» SELECTED EXCERPT:
2.5. Ecosystem and Content#
Python Ecosystem#
Python has become the de-facto programming language for data science. Fig. 2.12 illustrates some of the mainstream tools in data science:
NumPy and pandas can be used for scientific computing and data processing.
PyTorch and TensorFlow enable the training and inference of neural networks.
Libraries such as scikit-learn, XGBoost, and LightGBM implement common machine learning algorithms.
Content of This Book#
This book assumes that readers already have some understanding of data science and have used Python data science software such as pandas, XGBoost, and PyTorch. It is intended for those who wish to use certain tools to accelerate their data science endeavors. If you are not familiar with data science, you may consider reading the following books:
“Python for Data Analysis” by Wes McKinney [McKinney, 2022], the founder of the pandas project, is an excellent introductory book on data science and an entry-level book for the pandas framework.
Professor Andrew Ng videos and lecture notes on machine learning.
“Dive into Deep Learning” by Aston Zhang, Mu Li, and others [Zhang et al., 2023] covers common artificial intelligence algorithms and their applications from the principles to programming practices. It is the best practical book for beginners to deep learning.
Dask, Ray, Xorbits, and mpi4py are extensions to the data science ecosystem, scaling single-machine tasks horizontally to clusters. These frameworks consist of many components. Table 2.2 summarizes the data science lifecycle corresponding to the components of these frameworks.
Lifecycle |
Component |
---|---|
Data Preprocessing |
Dask DataFrame、Dask Array、Ray Data、Modin、Xorbits Data |
Model Training |
Dask-ML、Ray Train、RLib、mpi4py |
Hyperparameter Tuning |
Dask-ML、Ray Tune |
Model Serving |
Ray Serve、Xinference |
Tutorials and Datasets in This Book#
This book offers a multitude of reproducible tutorials. Readers can git clone
or download them, and run them on their local machines, Google colab, or clusters, running them with Jupyter Notebook.
Regarding datasets, this book utilizes datasets such as taxi trips and flights. For the convenience of readers in automatically downloading and decompressing when running the case studies, the book encapsulates the dataset loading code into functions placed in utils.py
. For example, the function for the taxi dataset is named nyc_taxi
, and that for the airplane flight dataset is named nyc_flights
.

» TASK REQUIREMENTS:
**A.** Revise the part of the data science ecosystem overview from "Content of This" up to and including "on machine learning.", replacing "lecture notes" with "course notes".
**B.** According to the data science ecosystem overview, who founded the pandas project?

» GIVEN ENTRIES:
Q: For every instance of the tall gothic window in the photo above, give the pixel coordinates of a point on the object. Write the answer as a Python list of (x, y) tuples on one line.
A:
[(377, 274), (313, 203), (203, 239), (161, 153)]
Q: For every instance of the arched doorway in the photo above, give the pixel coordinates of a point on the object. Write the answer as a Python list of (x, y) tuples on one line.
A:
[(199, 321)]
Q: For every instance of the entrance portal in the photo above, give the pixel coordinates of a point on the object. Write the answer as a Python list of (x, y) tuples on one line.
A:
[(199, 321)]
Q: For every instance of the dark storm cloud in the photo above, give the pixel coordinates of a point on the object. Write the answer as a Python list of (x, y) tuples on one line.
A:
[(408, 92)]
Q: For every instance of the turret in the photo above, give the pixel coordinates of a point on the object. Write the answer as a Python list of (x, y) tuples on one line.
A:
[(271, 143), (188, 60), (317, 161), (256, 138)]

» ANSWERS TO THE EXERCISE:
**A.**
Content of This Book#
This book assumes that readers already have some understanding of data science and have used Python data science software such as pandas, XGBoost, and PyTorch. It is intended for those who wish to use certain tools to accelerate their data science endeavors. If you are not familiar with data science, you may consider reading the following books:
“Python for Data Analysis” by Wes McKinney [McKinney, 2022], the founder of the pandas project, is an excellent introductory book on data science and an entry-level book for the pandas framework.
Professor Andrew Ng videos and course notes on machine learning.

**B.** Wes McKinney